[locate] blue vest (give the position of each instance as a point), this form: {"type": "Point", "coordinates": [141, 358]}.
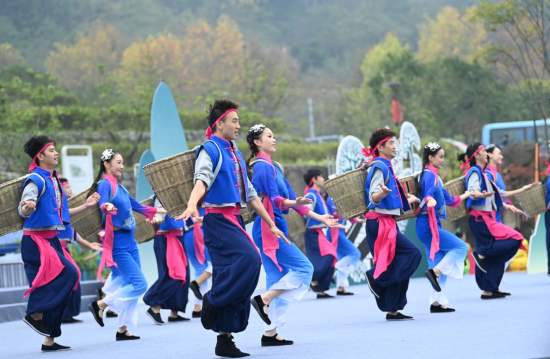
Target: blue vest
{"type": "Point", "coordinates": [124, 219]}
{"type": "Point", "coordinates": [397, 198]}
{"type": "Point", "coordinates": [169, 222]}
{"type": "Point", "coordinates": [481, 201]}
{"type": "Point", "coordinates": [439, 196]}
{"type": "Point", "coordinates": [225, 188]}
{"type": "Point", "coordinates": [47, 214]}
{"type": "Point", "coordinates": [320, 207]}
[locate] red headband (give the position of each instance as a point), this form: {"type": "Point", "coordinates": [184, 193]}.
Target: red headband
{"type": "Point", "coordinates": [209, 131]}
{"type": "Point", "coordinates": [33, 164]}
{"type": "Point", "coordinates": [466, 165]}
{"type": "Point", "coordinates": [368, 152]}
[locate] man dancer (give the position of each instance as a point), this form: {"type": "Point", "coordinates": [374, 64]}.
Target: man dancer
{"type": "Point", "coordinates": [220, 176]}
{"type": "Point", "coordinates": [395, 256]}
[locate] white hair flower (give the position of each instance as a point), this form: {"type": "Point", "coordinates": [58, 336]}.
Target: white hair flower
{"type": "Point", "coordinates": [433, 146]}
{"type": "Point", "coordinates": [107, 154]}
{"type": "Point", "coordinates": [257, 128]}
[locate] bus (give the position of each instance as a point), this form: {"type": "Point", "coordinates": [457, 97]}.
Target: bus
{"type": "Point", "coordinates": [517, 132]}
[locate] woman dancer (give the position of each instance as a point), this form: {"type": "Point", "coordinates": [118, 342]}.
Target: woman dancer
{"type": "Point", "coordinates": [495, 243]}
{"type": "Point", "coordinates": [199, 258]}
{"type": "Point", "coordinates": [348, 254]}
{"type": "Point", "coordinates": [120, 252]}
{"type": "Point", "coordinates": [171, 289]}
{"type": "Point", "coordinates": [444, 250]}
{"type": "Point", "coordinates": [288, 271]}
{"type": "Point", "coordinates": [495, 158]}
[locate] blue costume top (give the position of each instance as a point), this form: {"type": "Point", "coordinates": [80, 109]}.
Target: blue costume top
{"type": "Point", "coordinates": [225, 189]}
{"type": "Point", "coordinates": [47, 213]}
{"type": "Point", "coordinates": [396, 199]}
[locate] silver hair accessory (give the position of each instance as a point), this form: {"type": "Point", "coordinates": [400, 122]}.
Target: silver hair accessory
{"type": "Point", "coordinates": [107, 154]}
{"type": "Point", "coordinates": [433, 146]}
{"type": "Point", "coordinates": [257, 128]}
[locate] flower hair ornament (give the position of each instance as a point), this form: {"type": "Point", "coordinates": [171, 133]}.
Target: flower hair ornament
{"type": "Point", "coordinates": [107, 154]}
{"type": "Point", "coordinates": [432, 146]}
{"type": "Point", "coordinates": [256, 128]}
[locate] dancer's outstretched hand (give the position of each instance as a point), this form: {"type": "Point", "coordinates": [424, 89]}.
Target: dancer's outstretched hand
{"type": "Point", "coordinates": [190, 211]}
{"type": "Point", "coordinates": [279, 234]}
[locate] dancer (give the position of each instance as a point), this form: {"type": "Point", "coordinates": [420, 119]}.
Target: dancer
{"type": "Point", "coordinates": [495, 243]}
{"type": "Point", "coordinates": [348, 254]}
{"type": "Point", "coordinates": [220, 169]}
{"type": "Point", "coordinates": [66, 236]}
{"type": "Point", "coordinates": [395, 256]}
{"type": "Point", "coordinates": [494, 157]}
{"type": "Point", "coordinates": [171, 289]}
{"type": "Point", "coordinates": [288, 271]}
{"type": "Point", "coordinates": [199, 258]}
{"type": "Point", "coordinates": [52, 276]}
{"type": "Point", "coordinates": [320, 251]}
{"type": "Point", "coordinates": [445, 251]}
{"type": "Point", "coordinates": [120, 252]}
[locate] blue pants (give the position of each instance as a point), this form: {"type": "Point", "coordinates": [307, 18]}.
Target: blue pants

What needs to be done |
From the line holding "[locate] dancer (give" down to the final line above, quote every line exactly and only those lines.

Answer below |
[locate] dancer (give the position of each instance as a point), this form: {"type": "Point", "coordinates": [420, 119]}.
Target: dancer
{"type": "Point", "coordinates": [495, 243]}
{"type": "Point", "coordinates": [348, 254]}
{"type": "Point", "coordinates": [220, 169]}
{"type": "Point", "coordinates": [66, 236]}
{"type": "Point", "coordinates": [395, 256]}
{"type": "Point", "coordinates": [494, 157]}
{"type": "Point", "coordinates": [171, 289]}
{"type": "Point", "coordinates": [288, 271]}
{"type": "Point", "coordinates": [199, 258]}
{"type": "Point", "coordinates": [52, 276]}
{"type": "Point", "coordinates": [320, 251]}
{"type": "Point", "coordinates": [445, 251]}
{"type": "Point", "coordinates": [120, 252]}
[locate] blue pants (give the position of each instance as a point), this form: {"type": "Point", "coordinates": [307, 18]}.
Target: blue pants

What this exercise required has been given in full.